▼

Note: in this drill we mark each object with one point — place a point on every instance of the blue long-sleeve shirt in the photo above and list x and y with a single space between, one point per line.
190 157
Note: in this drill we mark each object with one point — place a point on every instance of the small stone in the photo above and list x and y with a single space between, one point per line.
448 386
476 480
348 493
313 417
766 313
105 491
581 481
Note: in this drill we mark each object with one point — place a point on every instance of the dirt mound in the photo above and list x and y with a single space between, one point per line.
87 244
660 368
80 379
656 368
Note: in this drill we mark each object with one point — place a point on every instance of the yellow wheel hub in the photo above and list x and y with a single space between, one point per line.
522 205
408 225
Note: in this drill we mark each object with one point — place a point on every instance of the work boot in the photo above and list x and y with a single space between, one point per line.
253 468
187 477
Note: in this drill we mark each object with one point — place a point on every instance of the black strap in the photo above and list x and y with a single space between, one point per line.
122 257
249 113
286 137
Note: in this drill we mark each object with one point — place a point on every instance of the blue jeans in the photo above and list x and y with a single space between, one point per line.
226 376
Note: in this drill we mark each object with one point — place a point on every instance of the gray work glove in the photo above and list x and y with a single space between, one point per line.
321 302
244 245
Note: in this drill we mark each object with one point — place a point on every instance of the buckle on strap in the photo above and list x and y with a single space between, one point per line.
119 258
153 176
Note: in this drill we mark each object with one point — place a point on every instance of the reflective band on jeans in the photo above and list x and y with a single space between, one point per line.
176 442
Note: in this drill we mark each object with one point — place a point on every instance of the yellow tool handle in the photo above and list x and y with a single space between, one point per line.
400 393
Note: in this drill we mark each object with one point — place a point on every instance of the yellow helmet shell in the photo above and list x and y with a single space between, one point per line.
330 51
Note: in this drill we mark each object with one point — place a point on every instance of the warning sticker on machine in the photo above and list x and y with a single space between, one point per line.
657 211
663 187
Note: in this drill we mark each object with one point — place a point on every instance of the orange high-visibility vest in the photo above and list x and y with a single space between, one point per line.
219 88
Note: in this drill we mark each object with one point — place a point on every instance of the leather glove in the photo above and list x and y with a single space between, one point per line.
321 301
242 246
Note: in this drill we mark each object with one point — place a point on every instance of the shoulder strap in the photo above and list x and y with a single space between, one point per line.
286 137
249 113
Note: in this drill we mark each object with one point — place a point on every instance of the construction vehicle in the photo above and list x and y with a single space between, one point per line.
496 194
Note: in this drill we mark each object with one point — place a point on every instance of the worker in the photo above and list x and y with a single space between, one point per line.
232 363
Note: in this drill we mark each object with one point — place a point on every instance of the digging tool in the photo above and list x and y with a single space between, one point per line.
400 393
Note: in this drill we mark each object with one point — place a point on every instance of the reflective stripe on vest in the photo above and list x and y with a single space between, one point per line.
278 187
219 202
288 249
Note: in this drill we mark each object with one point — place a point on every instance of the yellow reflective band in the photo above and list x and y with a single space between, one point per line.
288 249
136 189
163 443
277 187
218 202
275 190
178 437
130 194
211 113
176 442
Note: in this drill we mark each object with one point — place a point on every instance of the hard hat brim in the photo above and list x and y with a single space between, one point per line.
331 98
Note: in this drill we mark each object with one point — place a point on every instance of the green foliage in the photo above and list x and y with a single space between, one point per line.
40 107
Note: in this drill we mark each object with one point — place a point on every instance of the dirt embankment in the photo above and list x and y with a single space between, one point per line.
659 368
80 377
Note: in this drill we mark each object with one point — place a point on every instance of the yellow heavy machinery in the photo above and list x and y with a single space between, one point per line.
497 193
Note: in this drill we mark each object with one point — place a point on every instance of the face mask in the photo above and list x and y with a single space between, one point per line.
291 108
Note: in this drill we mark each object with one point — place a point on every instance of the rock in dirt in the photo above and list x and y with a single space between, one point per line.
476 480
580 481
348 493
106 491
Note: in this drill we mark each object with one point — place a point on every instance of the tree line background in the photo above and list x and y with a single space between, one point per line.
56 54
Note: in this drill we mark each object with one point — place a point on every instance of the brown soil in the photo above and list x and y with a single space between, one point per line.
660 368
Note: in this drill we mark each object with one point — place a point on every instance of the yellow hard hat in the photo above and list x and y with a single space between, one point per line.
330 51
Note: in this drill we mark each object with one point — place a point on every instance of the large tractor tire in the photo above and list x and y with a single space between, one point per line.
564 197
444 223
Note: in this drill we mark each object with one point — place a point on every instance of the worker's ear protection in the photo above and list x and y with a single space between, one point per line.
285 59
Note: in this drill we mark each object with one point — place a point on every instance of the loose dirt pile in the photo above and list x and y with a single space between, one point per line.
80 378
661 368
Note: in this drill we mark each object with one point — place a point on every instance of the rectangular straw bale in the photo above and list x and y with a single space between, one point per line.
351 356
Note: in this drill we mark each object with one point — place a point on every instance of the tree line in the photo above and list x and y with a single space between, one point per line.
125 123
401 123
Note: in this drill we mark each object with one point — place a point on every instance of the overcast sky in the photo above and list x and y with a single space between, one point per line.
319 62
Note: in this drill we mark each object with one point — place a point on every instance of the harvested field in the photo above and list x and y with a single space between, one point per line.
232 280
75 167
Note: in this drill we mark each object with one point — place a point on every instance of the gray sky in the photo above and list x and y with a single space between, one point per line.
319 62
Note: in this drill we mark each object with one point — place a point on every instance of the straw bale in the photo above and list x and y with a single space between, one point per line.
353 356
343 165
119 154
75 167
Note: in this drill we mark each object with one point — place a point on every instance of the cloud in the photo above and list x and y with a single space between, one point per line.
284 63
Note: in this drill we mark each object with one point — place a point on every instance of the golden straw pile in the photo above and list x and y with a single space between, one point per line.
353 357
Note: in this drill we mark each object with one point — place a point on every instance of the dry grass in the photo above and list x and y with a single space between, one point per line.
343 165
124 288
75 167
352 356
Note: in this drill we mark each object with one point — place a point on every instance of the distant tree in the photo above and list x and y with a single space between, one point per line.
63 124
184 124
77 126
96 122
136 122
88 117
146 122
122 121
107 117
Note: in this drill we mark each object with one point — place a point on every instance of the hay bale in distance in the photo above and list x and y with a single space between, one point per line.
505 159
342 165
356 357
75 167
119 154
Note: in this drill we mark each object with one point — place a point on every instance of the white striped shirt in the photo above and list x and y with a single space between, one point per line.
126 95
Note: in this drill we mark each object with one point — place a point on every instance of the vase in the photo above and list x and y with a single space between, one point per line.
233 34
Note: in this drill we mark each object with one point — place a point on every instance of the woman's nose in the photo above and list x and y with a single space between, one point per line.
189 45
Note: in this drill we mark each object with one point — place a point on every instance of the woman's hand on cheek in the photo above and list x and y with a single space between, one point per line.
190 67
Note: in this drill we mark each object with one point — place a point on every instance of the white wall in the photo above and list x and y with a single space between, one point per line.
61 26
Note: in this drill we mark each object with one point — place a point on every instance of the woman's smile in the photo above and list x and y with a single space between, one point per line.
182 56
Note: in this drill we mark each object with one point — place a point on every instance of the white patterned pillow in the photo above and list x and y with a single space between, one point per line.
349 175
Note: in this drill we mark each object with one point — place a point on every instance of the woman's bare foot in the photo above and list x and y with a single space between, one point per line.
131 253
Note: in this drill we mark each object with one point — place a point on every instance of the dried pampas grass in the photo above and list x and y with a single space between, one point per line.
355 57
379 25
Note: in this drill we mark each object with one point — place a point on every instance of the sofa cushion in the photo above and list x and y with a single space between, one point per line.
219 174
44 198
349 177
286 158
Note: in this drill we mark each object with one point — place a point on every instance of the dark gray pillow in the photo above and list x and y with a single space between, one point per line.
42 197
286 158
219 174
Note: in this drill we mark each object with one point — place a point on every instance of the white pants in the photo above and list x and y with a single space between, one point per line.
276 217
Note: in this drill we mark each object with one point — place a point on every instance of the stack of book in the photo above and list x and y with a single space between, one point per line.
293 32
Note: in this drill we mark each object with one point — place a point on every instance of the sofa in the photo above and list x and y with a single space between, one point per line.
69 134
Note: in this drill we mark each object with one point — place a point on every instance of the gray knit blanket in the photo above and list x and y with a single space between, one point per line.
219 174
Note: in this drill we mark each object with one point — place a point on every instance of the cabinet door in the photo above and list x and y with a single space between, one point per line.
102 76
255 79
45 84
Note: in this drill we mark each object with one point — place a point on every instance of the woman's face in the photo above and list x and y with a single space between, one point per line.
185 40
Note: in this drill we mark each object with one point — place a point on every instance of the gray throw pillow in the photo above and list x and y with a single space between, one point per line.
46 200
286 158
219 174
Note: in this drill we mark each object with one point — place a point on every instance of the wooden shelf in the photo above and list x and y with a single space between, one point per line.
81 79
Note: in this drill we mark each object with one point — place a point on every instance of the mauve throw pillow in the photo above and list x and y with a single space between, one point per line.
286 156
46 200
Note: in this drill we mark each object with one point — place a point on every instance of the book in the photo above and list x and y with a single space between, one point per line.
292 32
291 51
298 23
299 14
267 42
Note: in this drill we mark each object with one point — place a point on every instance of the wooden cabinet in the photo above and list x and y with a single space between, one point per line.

▲

### Work order
Nothing but the lines from the line with "of the mauve" to the last line of the listing above should appear; please retype them exactly, both ends included.

### Exercise output
Note: in this drill we mark each object with one point — place a point on every instance of the mauve throw pillow in the photo above and list x and y with a single space between, one point per line.
286 156
46 200
Note: in this drill we mark each object with one point — place a point on every instance of the book in the photo above and list x and y with a single space between, one point per line.
292 32
291 51
298 23
299 14
267 42
Note: in this drill we mark each object with one point — place a point on every instance of the wooden cabinet in the photo above and list x and y with a single space between, one point per line.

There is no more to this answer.